TO DO ::
**A)** List the section headings that come after the title in the piece on leadership and management.
**B)** Rewrite the piece on leadership and management between "To achieve the" and "not better managers.", inclusive, swapping "organizations" for "companies".

EXTRACT PROVIDED ::
*****
Compliance or Engagement?

To achieve the highest levels of success within an industry today, organizations should be focused on creating training programs that develop better leaders, not better managers.

Management vs. Leadership

Often times the terms leadership and management are used interchangeably yet these two words could not be more opposite in the outcomes they produce within an organization.

Merriam Webster’s Dictionary defines the verb lead asto guide on a way especially by going in advance,” while it defines manage as, “to make and keep compliant.”

Unlike managing, which requires a title to influence compliance, leading simply requires that an individual demonstrate a set of behaviors that inspires others to want to follow. In contrast managing can gain compliance whether or not the individual wants to do what is requested.

For an organization to meet its full potential in today’s environment, focusing on developing leadership behaviors, not management behaviors, may hold the key to that realization.

Effective Leadership Preparation

There is substantial research that demonstrates the positive impact leadership behaviors have on an organization’s culture and bottom line. Research from one consulting group suggested this:

When facing changes in the business environment, 86% of companies with strategic leadership development programmes are able to respond rapidly compared with just 52% of companies with less mature leadership programmes.”

Highly developed leaders often show behaviors that engage and motivate those around them to want to say “yes” to what is being asked of them. This request might involve physical action or to support a vision or a direction that the leader would like their employees to embrace.

Leadership Lesson Learned

Management vs. LeadershipI once worked with an executive who unknowingly illustrated the difference between leading and managing with his own staff.
*****
RAW DATA ::
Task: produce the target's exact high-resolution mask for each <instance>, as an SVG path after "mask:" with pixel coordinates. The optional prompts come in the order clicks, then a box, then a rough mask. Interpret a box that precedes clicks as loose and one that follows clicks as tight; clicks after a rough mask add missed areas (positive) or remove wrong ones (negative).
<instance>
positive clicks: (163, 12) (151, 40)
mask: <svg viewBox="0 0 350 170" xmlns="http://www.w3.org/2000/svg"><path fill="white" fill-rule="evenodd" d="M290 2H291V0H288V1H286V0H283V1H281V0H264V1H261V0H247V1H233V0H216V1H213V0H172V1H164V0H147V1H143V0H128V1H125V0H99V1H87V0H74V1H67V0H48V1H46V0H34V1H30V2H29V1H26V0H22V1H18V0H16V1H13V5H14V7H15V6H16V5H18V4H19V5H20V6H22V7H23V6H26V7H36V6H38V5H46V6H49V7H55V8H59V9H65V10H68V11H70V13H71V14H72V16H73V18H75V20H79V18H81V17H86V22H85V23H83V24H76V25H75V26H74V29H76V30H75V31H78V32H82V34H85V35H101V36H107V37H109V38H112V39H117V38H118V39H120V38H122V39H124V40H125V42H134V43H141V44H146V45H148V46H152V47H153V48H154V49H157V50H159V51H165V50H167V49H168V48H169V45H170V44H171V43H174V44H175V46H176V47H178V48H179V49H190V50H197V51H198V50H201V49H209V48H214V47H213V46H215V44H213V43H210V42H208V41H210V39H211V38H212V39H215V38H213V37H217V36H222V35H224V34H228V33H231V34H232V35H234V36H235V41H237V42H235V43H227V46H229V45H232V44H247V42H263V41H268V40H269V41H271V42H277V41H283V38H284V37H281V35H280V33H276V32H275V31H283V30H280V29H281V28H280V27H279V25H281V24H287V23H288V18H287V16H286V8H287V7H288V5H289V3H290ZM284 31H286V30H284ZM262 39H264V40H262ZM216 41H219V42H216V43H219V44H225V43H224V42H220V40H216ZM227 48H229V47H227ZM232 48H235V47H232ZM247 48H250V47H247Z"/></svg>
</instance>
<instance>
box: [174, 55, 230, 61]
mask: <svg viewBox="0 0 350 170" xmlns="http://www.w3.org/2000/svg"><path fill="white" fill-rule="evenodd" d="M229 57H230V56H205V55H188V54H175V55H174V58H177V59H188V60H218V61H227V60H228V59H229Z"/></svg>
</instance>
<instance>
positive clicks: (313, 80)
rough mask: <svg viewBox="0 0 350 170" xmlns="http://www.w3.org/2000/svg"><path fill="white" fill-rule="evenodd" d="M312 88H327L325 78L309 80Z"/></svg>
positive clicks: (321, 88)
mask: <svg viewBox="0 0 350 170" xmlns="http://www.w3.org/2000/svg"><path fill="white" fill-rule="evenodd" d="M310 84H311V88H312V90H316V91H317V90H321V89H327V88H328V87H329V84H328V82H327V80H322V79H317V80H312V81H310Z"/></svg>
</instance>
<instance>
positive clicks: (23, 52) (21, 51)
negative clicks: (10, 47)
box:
*****
SOLUTION SET ::
**A)**
Management vs. Leadership
Effective Leadership Preparation
Leadership Lesson Learned

**B)**
To achieve the highest levels of success within an industry today, companies should be focused on creating training programs that develop better leaders, not better managers.